───── Data for processing

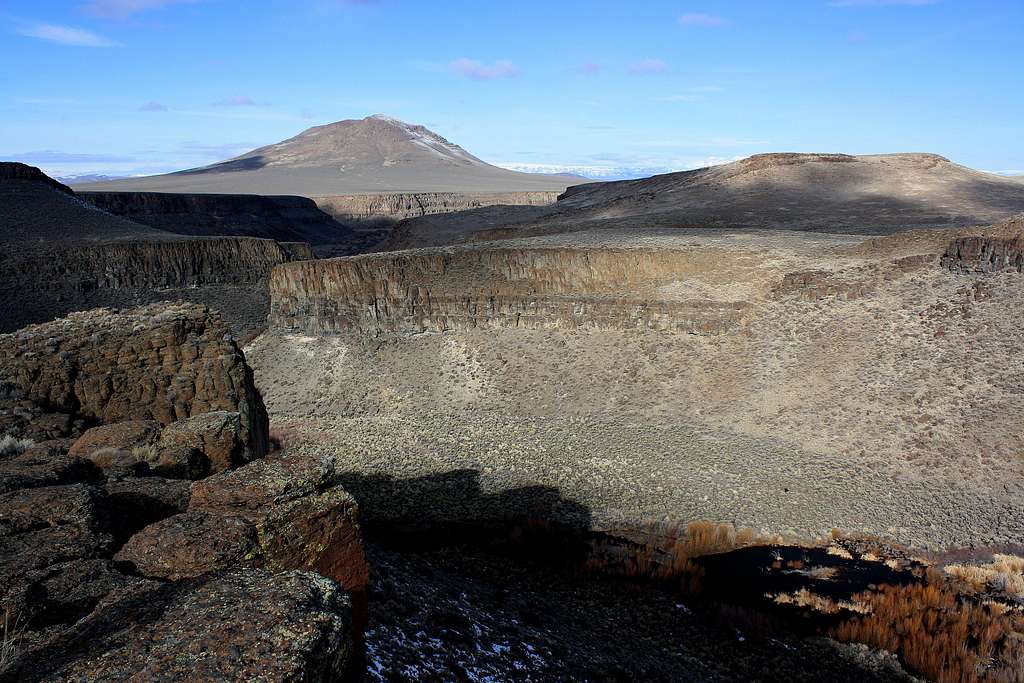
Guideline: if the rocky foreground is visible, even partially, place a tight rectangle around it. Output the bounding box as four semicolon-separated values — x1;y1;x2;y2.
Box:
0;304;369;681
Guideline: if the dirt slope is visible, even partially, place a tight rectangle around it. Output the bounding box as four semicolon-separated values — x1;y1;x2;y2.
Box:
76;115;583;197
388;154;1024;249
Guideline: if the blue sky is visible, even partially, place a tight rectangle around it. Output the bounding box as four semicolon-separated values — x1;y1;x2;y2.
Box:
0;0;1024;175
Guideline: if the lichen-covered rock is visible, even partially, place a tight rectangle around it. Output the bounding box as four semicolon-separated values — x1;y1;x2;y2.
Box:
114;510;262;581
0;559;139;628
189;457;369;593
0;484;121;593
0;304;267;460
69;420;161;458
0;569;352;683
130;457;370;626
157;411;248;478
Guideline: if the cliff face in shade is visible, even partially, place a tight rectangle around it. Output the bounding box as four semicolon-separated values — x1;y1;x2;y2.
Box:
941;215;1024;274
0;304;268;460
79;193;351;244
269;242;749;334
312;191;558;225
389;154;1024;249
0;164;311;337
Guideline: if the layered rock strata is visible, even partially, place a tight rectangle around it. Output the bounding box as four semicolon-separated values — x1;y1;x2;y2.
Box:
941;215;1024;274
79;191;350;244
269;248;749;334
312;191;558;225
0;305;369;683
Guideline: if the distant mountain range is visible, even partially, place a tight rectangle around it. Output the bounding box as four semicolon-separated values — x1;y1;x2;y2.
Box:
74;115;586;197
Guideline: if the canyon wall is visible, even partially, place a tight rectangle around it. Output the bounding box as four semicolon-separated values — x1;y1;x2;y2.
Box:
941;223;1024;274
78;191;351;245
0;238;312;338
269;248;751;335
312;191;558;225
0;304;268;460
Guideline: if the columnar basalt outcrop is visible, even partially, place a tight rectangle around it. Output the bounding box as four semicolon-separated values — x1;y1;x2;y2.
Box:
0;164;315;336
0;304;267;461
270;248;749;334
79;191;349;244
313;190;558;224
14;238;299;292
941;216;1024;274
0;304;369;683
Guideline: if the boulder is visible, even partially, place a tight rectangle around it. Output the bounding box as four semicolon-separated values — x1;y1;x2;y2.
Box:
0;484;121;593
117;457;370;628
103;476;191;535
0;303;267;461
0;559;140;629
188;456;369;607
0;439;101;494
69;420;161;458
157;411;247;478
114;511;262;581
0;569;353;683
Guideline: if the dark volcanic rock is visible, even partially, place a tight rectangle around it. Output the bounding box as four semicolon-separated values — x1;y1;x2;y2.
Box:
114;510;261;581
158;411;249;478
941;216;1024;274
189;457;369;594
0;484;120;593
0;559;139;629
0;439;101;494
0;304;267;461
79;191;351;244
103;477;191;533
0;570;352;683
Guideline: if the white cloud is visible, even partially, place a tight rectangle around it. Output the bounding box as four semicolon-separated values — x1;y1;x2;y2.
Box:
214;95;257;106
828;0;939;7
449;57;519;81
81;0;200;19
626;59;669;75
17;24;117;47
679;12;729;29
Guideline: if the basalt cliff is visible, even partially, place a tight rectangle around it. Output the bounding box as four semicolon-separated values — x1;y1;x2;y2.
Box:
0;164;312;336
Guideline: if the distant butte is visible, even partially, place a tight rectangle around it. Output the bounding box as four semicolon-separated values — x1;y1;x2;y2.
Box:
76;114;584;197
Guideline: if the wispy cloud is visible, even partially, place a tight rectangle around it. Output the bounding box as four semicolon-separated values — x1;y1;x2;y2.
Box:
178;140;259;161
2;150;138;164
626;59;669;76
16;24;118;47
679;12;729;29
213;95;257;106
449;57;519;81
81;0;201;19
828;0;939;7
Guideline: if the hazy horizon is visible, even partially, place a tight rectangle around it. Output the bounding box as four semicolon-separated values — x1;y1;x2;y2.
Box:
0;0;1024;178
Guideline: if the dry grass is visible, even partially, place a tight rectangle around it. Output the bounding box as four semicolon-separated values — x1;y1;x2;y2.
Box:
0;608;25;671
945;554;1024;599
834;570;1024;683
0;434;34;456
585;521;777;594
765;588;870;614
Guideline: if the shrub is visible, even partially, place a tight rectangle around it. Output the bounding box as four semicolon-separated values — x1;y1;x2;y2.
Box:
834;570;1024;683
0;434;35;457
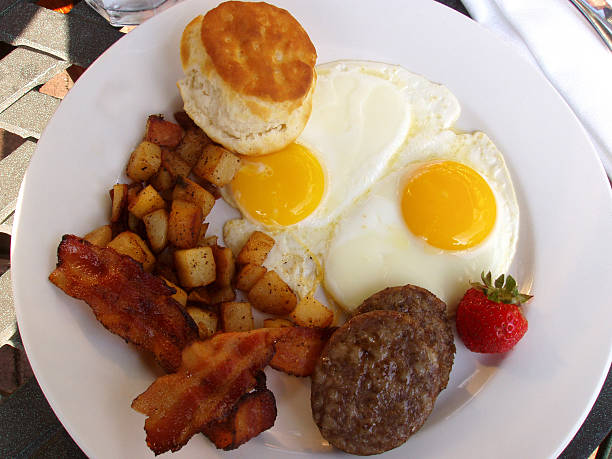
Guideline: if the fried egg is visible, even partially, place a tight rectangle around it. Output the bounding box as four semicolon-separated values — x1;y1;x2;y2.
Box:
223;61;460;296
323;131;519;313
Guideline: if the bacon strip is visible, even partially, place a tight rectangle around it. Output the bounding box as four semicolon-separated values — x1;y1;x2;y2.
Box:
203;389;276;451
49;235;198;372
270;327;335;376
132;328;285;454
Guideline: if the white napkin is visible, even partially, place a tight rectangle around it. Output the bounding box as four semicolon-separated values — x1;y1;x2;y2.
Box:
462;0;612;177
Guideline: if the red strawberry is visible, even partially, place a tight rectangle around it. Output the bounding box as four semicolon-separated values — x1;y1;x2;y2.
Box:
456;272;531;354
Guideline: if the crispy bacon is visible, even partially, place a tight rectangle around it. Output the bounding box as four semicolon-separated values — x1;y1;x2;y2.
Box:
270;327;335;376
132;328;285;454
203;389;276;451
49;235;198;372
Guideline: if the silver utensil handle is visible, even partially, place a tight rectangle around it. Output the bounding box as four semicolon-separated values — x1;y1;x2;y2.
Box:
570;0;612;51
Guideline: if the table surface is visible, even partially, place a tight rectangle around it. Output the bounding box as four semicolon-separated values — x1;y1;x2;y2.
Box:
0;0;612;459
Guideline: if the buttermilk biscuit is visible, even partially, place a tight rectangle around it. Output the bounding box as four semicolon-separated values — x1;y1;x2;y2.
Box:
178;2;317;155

──────────

▶ _Instructions for the task_
Lay out every line of the material above as a Markdown table with the columns "Row" and "Material line", numbering the rows in order and skipping blank lines. Leave the pictures out of the table.

▶ _Written solution_
| Row | Material line |
|---|---|
| 1 | Guideline: if the rocky foreground is visible, even partially, place a tight rectangle around it. Output the bounding box as four semicolon-separated values — x1;y1;x2;y2. |
| 2 | Box: |
| 3 | 0;304;369;681 |
| 4 | Guideline: if the dirt slope is visible, even partially, place a tight rectangle around it. Output the bounding box as four semicolon-separated values — x1;y1;x2;y2. |
| 5 | Box: |
| 6 | 76;115;583;197 |
| 7 | 388;154;1024;249 |
| 8 | Guideline: if the blue sky is visible, even partially, place a tight rectangle around it. Output the bounding box as four semicolon-separated values — x1;y1;x2;y2. |
| 9 | Box: |
| 10 | 0;0;1024;175 |
| 11 | Guideline: if the lichen-covered rock is visible, even partially, place a tight rectangle around it. Output the bounding box as four semicolon-separated values — x1;y1;x2;y2. |
| 12 | Box: |
| 13 | 114;510;262;581 |
| 14 | 0;559;139;628 |
| 15 | 189;457;369;593 |
| 16 | 0;484;121;593 |
| 17 | 0;304;267;460 |
| 18 | 69;420;161;458 |
| 19 | 0;569;352;683 |
| 20 | 130;457;370;626 |
| 21 | 157;411;248;478 |
| 22 | Guideline: if the cliff face in shade is visible, even partially, place a tight rectangle around it. Output the bounding box as four semicolon-separated values — x1;y1;x2;y2. |
| 23 | Box: |
| 24 | 941;215;1024;274 |
| 25 | 0;304;268;460 |
| 26 | 79;193;351;244 |
| 27 | 269;242;749;334 |
| 28 | 312;191;558;225 |
| 29 | 389;154;1024;249 |
| 30 | 0;164;311;337 |
| 31 | Guideline: if the layered rock strata is visible, even partially, place a tight rectangle around it. Output the bounding box as four semicolon-separated values — x1;y1;x2;y2. |
| 32 | Box: |
| 33 | 941;215;1024;274 |
| 34 | 79;191;350;244 |
| 35 | 269;248;749;334 |
| 36 | 312;191;558;225 |
| 37 | 0;305;369;683 |
| 38 | Guideline: if the distant mountain range is visible, even partially, place a tight rectangle around it. Output the bounding box as four semicolon-separated values — x1;y1;x2;y2. |
| 39 | Box: |
| 40 | 74;115;586;197 |
| 41 | Guideline: if the canyon wall is visible, even partially, place a tight rectangle around it. Output the bounding box as four semicolon-separated values — x1;y1;x2;y2. |
| 42 | Box: |
| 43 | 941;223;1024;274 |
| 44 | 78;191;351;245 |
| 45 | 0;238;312;338 |
| 46 | 269;248;751;335 |
| 47 | 312;191;558;225 |
| 48 | 0;304;268;460 |
| 49 | Guideline: if the columnar basalt outcrop is visible, even partially, place a tight rectangle around it. Output the bounding box as four semicolon-separated values — x1;y1;x2;y2. |
| 50 | Box: |
| 51 | 0;164;315;336 |
| 52 | 0;304;267;461 |
| 53 | 270;248;749;334 |
| 54 | 79;191;349;244 |
| 55 | 313;190;558;224 |
| 56 | 14;238;299;292 |
| 57 | 941;216;1024;274 |
| 58 | 0;304;369;683 |
| 59 | Guideline: if the boulder is visible, even partially, place a tight rectangle around it. Output the bounding box as four semicolon-separated values — x1;y1;x2;y2. |
| 60 | Box: |
| 61 | 0;484;121;593 |
| 62 | 117;457;370;628 |
| 63 | 103;476;191;535 |
| 64 | 0;303;267;461 |
| 65 | 0;559;140;629 |
| 66 | 188;456;369;607 |
| 67 | 0;439;101;494 |
| 68 | 69;420;161;458 |
| 69 | 157;411;247;478 |
| 70 | 114;511;262;581 |
| 71 | 0;569;353;683 |
| 72 | Guideline: if the dark volcanic rock is visible, even partially, place a tight rectangle around it. Output the bounding box as four semicolon-separated values — x1;y1;x2;y2. |
| 73 | Box: |
| 74 | 114;510;261;581 |
| 75 | 158;411;249;478 |
| 76 | 941;216;1024;274 |
| 77 | 189;457;369;594 |
| 78 | 0;484;120;593 |
| 79 | 0;559;139;629 |
| 80 | 0;439;101;494 |
| 81 | 0;304;267;461 |
| 82 | 79;191;351;244 |
| 83 | 103;477;191;533 |
| 84 | 0;570;352;683 |
| 85 | Guideline: if the white cloud is visible, even partially, place a tight rectangle around it. Output the bounding box as four semicolon-separated values — x1;y1;x2;y2. |
| 86 | Box: |
| 87 | 214;95;257;106 |
| 88 | 828;0;939;7 |
| 89 | 449;57;519;81 |
| 90 | 81;0;200;19 |
| 91 | 626;59;669;75 |
| 92 | 17;24;117;47 |
| 93 | 679;12;729;29 |
| 94 | Guideline: if the basalt cliff is visible, even partially, place a tight rectangle around it. Output the bounding box as four semicolon-separated values — x1;y1;x2;y2. |
| 95 | Box: |
| 96 | 0;164;312;336 |
| 97 | Guideline: if the distant butte is visible, even partially, place a tight rectangle around it. Output the bounding box as four semicolon-separated values — x1;y1;x2;y2. |
| 98 | Box: |
| 99 | 76;114;584;197 |
| 100 | Guideline: if the wispy cloud is visible, even partially, place a tight rectangle around it. Output the bounding box as four semicolon-separated values — x1;y1;x2;y2. |
| 101 | Box: |
| 102 | 178;140;259;161 |
| 103 | 2;150;138;164 |
| 104 | 626;59;669;76 |
| 105 | 16;24;118;47 |
| 106 | 679;12;729;29 |
| 107 | 213;95;257;106 |
| 108 | 449;57;519;81 |
| 109 | 81;0;201;19 |
| 110 | 828;0;939;7 |
| 111 | Guideline: if the hazy horizon is visible, even partially, place a tight rectangle around it. Output the bounding box as four semicolon-separated values — x1;y1;x2;y2. |
| 112 | Box: |
| 113 | 0;0;1024;178 |
| 114 | Guideline: if the dry grass is visible, even partially, place a tight rectangle around it. Output the bounding box as four semicolon-separated values — x1;y1;x2;y2. |
| 115 | Box: |
| 116 | 0;608;25;671 |
| 117 | 945;554;1024;599 |
| 118 | 834;570;1024;683 |
| 119 | 0;434;34;456 |
| 120 | 585;521;777;594 |
| 121 | 765;588;870;614 |
| 122 | Guideline: if the shrub is visible, even partially, place a tight rectangle around it. Output the bounding box as four semicolon-separated values — x1;y1;x2;y2. |
| 123 | Box: |
| 124 | 834;570;1024;683 |
| 125 | 0;434;35;457 |
| 126 | Guideline: if the fried egg is visible, even partially, place a tight rectangle around it. Output the bounding box as four semicolon-separated values — x1;y1;x2;y2. |
| 127 | Box: |
| 128 | 223;61;460;296 |
| 129 | 323;131;519;313 |
| 130 | Guideline: if the bacon strip is visible, even partially, place a tight rectangle around it. Output the bounding box as four semicolon-separated values — x1;y1;x2;y2. |
| 131 | Box: |
| 132 | 203;389;276;451 |
| 133 | 49;235;198;372 |
| 134 | 270;327;335;376 |
| 135 | 132;328;285;454 |
| 136 | Guideline: if the white napkin is visible, even partially, place a tight rectangle around it. Output the bounding box as four semicolon-separated values — x1;y1;x2;y2. |
| 137 | Box: |
| 138 | 462;0;612;177 |
| 139 | Guideline: if the red strawberry is visible, even partially, place a tight rectangle around it. Output the bounding box as four semicolon-separated values — x1;y1;x2;y2. |
| 140 | Box: |
| 141 | 456;272;531;354 |
| 142 | Guideline: if the crispy bacon is visible, even partially, place a tight rectangle around it. Output the bounding box as four semicolon-separated values — x1;y1;x2;y2. |
| 143 | Box: |
| 144 | 270;327;335;376 |
| 145 | 132;328;285;454 |
| 146 | 203;389;276;451 |
| 147 | 49;235;198;372 |
| 148 | Guideline: if the silver utensil handle is visible, even partially, place a tight rectangle around it. Output the bounding box as four semicolon-separated values — x1;y1;x2;y2. |
| 149 | Box: |
| 150 | 570;0;612;51 |
| 151 | Guideline: if the table surface is visible, even partially, place a tight rectangle around it. Output the bounding box as four semicolon-separated values — x1;y1;x2;y2. |
| 152 | Box: |
| 153 | 0;0;612;459 |
| 154 | Guideline: if the buttermilk biscuit is visible, even partially, place a tight rectangle around it. Output the bounding box as four semicolon-separated values — x1;y1;x2;y2. |
| 155 | Box: |
| 156 | 178;2;317;155 |